======== Recorded data ========

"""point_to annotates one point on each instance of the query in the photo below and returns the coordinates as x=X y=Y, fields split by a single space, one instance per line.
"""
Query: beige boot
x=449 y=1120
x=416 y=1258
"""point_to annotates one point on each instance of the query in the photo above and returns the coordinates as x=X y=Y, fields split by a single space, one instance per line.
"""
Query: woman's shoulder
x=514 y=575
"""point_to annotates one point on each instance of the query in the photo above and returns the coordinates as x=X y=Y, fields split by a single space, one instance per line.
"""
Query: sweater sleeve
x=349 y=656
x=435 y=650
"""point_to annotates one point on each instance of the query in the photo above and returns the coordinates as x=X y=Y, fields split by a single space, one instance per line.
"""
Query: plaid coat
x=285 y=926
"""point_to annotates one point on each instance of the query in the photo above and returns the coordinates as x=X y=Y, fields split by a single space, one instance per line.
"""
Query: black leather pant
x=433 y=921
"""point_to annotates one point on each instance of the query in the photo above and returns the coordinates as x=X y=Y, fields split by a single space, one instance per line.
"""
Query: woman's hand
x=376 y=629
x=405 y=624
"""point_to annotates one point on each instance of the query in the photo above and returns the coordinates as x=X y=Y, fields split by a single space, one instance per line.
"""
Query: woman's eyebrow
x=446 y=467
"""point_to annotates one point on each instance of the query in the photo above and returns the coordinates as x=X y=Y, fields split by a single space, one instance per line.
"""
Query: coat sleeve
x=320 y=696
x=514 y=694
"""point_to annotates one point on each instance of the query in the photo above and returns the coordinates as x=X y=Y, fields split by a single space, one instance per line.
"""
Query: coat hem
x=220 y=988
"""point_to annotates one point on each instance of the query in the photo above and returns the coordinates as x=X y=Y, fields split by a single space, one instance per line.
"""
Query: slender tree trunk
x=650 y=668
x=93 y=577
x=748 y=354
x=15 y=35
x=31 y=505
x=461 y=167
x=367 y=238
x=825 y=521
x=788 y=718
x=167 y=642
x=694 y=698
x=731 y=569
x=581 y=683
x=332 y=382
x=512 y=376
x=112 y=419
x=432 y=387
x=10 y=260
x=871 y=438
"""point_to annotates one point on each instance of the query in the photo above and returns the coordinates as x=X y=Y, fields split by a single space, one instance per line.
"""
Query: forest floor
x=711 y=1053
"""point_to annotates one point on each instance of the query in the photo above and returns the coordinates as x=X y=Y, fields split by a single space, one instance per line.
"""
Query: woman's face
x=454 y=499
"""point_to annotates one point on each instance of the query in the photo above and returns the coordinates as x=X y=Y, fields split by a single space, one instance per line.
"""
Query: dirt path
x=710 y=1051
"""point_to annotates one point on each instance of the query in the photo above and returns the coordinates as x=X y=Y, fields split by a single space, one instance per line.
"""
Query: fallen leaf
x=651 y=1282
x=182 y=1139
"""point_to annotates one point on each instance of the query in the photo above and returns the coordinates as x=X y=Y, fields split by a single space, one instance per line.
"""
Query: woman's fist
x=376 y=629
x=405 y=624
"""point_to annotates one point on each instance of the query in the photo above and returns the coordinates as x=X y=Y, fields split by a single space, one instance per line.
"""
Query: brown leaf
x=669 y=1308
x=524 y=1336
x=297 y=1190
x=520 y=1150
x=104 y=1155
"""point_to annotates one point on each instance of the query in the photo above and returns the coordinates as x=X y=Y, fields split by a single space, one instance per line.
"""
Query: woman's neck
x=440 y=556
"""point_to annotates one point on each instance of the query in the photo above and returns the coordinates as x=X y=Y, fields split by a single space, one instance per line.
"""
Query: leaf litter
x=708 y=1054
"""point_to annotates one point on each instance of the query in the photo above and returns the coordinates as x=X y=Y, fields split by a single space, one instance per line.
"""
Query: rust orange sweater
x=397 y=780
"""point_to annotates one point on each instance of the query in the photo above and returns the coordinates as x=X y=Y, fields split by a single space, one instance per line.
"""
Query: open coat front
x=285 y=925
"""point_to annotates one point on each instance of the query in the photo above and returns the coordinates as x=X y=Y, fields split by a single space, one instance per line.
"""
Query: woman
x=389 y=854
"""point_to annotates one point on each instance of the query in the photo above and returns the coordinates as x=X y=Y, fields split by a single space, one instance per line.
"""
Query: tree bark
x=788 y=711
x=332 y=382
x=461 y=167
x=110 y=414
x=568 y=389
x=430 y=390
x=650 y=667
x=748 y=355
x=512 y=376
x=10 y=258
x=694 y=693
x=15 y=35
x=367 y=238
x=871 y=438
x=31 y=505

========

▶ [Your assignment]: Retype the data precisely.

▶ [Solution to this problem]:
"""point_to annotates one point on each instance of the query in the photo below and returns the coordinates as x=X y=Y, fields split by a single space, one instance per line.
"""
Query: beige boot
x=449 y=1120
x=416 y=1258
"""point_to annotates one point on each instance of the query in the photo above and returns the coordinates as x=X y=Y, fields split by a single space, one instance per line.
"""
Query: woman's shoulder
x=514 y=575
"""point_to annotates one point on each instance of the query in the photo above and returns the coordinates as x=X y=Y, fields split by a single space, one instance per line.
"""
Query: sweater sleeve
x=349 y=656
x=435 y=650
"""point_to annotates one point on each instance of the query in the photo above and returns the coordinates as x=X y=Y, fields split by a single space, one instance per line.
"""
Query: plaid coat
x=285 y=926
"""point_to annotates one point on each instance of the query in the photo above and returns the coordinates as x=X y=Y, fields split by a single space, one instance per line.
"""
Query: black leather pant
x=433 y=921
"""point_to annotates one point on each instance of the query in the photo above and returns the coordinates as x=X y=Y, fields split by a single space, one instance per line.
"""
Query: woman's hand
x=376 y=629
x=405 y=624
"""point_to annotates one point on each instance of the query in the photo above and returns the coordinates as x=X y=Y, fields split by a single space, one instance per line.
"""
Query: woman's eyebrow
x=446 y=467
"""point_to annotates one point on each instance of the query in the photo above and returns the coordinates as x=X y=Y, fields split by a single space, one instance per line.
"""
Query: coat sleeve
x=320 y=696
x=514 y=694
"""point_to annotates one point on each instance of the query in the photo above and returns the coordinates as x=X y=Y, fields split by a single space, one instance per line.
"""
Query: coat hem
x=220 y=988
"""point_to annotates one point on each instance of the query in the photo above and returns the coordinates as x=X y=Y, fields split by a single space, one instance per line.
"""
Query: slender tree trunk
x=650 y=668
x=93 y=577
x=748 y=354
x=15 y=35
x=31 y=505
x=461 y=167
x=367 y=238
x=825 y=521
x=788 y=718
x=167 y=642
x=694 y=698
x=731 y=569
x=581 y=683
x=332 y=382
x=512 y=376
x=112 y=419
x=432 y=387
x=10 y=260
x=871 y=438
"""point_to annotates one point on each instance of the query in the photo above and returns the coordinates as x=X y=Y, fields split by a single space, one instance per line.
"""
Query: forest floor
x=711 y=1053
"""point_to annotates one point on each instance of the query in the photo above and returns the coordinates as x=X y=Y, fields split by a single space, one instance per line.
"""
Query: woman's face
x=454 y=499
"""point_to annotates one point on each instance of the query in the photo above and returns the coordinates as x=X y=Y, fields split by a single space, one instance per line.
"""
Query: dirt path
x=710 y=1051
"""point_to annotates one point on each instance of the query in the photo above and returns the coordinates as x=X y=Y, fields split by a single space, one instance per line.
"""
Query: fallen leaf
x=651 y=1282
x=182 y=1139
"""point_to annotates one point on each instance of the query in the photo above and returns the coordinates as x=X y=Y, fields split by a single space, one instance per line.
"""
Query: woman's fist
x=376 y=629
x=405 y=624
"""point_to annotates one point on each instance of the query in the photo above and returns the coordinates as x=X y=Y, fields split by a single space, one instance per line.
"""
Query: brown leaf
x=669 y=1308
x=524 y=1336
x=297 y=1190
x=520 y=1150
x=104 y=1155
"""point_to annotates one point on each instance of the query in the photo above and returns the coordinates as x=X y=Y, fields split by a single space, one instance per line.
"""
Query: woman's neck
x=440 y=556
"""point_to annotates one point on each instance of the query in the photo above and returns the coordinates as x=X y=Y, fields split by a single space, one instance per line.
"""
Query: leaf litter
x=708 y=1054
"""point_to annotates one point on each instance of the query in the photo above and returns the coordinates as x=X y=Y, fields split by a single space, one instance per line.
"""
Query: rust orange sweater
x=397 y=780
"""point_to annotates one point on each instance of the query in the photo above and returns the coordinates as x=X y=Y, fields split by a single space, one instance per line.
"""
Query: open coat front
x=285 y=925
"""point_to annotates one point on each instance of the query in the photo above and returns the coordinates as x=X y=Y, fields split by a single space, one instance per line.
"""
Query: woman
x=389 y=854
"""point_to annotates one point on each instance of the query in the photo above and returns the coordinates as x=X y=Y, fields split by a single space, one instance per line.
"""
Query: tree bark
x=788 y=711
x=332 y=382
x=461 y=167
x=110 y=414
x=568 y=389
x=430 y=390
x=650 y=667
x=748 y=355
x=512 y=376
x=10 y=258
x=694 y=693
x=15 y=35
x=367 y=238
x=871 y=438
x=31 y=505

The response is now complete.